[The problem]:
Where does the word "eggs" appear in the data? Copy every line that holds it.

====== Data ======

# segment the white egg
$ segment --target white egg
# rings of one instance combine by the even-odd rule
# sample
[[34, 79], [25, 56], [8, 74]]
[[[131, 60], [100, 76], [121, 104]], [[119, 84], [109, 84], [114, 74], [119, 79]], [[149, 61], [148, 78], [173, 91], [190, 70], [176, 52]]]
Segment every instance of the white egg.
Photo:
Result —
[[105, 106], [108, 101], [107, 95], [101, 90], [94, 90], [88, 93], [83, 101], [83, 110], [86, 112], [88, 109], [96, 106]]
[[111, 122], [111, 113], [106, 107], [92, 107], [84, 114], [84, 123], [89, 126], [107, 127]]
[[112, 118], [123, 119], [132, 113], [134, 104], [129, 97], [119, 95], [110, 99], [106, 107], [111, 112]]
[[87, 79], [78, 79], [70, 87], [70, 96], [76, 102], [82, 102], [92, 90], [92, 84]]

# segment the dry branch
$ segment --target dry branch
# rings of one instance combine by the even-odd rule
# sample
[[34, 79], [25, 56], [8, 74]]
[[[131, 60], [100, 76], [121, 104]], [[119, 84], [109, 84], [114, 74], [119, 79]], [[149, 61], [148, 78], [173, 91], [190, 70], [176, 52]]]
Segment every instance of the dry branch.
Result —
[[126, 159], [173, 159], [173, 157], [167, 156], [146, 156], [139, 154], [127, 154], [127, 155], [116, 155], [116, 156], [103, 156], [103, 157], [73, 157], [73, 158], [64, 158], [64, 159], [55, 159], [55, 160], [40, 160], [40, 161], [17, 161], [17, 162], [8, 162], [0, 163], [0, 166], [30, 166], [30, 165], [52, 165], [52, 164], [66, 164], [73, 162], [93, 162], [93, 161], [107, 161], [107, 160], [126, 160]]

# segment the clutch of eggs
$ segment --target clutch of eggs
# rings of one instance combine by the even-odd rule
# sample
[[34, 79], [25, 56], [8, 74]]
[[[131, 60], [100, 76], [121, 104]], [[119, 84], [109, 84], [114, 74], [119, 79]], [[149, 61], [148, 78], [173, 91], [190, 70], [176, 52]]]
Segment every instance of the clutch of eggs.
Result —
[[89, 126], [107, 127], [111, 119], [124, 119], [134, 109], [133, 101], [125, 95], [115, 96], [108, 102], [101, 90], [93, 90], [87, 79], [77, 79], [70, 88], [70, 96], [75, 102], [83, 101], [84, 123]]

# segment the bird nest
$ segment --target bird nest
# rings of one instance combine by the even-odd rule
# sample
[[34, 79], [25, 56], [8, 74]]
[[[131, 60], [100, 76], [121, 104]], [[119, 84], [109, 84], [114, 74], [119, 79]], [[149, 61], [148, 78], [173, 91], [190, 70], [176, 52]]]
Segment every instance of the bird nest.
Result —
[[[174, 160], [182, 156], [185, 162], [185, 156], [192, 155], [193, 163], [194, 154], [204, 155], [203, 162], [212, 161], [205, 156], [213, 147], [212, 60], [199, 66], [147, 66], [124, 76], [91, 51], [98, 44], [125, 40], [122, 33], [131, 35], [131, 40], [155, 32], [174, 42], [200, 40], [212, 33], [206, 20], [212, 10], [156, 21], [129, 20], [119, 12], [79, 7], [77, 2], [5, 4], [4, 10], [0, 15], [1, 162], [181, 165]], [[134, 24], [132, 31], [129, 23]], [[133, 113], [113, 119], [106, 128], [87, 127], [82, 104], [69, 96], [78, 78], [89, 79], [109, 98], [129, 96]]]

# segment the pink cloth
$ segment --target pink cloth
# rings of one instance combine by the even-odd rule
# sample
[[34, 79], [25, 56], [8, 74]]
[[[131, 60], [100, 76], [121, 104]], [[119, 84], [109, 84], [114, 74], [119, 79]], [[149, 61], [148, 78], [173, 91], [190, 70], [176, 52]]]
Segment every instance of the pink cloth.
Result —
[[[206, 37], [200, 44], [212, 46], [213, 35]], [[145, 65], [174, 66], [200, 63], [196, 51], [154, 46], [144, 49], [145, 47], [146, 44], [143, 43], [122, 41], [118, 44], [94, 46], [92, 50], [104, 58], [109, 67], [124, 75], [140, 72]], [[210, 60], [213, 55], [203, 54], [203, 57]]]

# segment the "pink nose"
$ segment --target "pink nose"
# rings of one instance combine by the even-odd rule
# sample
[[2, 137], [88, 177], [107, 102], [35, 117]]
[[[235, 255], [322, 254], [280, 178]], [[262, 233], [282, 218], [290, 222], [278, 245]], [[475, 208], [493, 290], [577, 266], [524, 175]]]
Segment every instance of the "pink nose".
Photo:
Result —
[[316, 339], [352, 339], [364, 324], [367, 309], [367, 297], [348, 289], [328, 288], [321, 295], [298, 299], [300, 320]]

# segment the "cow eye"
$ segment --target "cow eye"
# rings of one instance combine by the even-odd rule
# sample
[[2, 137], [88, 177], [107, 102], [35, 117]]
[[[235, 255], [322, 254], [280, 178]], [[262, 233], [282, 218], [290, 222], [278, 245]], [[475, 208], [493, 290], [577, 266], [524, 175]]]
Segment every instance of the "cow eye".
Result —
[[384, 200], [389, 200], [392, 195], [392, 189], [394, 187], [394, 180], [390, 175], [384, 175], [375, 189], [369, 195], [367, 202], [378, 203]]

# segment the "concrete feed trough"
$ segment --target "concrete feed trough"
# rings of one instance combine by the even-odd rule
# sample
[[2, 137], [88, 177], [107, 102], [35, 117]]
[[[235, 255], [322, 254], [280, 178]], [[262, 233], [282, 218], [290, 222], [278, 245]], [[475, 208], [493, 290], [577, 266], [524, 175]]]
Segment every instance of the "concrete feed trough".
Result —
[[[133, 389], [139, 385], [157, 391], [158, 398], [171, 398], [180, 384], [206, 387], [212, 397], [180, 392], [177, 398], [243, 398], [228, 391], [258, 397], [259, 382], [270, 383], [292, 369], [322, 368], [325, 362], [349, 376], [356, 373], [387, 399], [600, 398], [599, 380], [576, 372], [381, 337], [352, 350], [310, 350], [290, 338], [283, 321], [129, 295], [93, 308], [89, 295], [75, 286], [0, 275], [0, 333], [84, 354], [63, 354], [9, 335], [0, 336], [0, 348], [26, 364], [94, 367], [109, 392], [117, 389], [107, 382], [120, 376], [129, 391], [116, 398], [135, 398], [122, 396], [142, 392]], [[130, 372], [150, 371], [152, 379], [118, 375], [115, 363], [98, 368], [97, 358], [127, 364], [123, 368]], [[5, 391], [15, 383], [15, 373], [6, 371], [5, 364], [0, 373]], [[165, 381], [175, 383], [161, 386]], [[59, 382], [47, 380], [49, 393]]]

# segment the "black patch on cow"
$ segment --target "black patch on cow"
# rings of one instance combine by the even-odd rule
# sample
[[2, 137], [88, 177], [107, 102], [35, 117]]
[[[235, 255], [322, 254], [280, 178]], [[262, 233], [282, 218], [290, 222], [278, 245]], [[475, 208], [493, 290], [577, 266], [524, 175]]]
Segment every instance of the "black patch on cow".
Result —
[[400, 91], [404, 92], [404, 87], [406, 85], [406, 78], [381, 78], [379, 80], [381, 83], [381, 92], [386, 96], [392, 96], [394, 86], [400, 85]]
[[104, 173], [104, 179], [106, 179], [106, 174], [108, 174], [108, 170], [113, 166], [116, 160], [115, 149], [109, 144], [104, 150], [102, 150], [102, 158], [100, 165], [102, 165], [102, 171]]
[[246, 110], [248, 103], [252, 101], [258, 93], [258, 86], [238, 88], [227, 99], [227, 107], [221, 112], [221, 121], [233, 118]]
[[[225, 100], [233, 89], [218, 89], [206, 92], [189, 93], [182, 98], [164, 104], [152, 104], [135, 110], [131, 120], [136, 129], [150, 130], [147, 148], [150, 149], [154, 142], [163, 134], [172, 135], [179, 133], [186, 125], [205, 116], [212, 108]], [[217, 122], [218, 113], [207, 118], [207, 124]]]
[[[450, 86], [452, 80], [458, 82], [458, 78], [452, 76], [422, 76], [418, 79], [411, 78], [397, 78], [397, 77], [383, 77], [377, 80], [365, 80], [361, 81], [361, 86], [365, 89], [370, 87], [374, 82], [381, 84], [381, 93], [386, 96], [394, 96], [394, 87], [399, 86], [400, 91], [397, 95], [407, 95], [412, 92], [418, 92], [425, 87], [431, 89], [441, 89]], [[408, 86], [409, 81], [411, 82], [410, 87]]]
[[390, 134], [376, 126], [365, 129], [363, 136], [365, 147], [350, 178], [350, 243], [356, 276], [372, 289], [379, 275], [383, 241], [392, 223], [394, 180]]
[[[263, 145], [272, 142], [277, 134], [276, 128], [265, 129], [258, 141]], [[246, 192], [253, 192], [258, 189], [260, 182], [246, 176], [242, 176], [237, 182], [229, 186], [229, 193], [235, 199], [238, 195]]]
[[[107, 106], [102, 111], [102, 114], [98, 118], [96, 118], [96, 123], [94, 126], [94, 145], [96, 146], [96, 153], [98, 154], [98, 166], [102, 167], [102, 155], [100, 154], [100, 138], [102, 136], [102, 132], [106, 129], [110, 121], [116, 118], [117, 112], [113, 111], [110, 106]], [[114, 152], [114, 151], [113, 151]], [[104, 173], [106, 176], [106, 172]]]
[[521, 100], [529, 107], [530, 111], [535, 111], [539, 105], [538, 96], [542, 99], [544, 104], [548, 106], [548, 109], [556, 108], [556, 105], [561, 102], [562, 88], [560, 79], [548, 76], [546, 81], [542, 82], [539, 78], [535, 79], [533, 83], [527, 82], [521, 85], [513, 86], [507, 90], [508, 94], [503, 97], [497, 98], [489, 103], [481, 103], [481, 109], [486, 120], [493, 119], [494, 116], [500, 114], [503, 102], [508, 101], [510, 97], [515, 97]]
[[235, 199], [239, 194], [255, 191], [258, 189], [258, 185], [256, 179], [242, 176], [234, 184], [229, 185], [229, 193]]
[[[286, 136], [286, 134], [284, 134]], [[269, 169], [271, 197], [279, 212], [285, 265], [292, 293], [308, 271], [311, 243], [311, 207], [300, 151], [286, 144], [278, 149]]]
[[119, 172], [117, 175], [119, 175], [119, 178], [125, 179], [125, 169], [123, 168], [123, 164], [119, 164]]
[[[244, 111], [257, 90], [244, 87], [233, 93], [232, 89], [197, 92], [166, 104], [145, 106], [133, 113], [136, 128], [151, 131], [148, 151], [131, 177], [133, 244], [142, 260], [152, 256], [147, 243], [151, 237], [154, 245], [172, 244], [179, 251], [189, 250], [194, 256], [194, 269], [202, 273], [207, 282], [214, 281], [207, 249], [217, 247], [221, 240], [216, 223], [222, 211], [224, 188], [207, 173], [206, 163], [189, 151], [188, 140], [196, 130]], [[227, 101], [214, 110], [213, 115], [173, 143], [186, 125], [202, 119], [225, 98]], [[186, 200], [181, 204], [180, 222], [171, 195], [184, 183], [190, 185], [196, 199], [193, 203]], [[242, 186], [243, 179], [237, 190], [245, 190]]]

======

[Response to the exercise]:
# segment the clutch of eggs
$ segment --target clutch of eggs
Segment every instance of the clutch of eggs.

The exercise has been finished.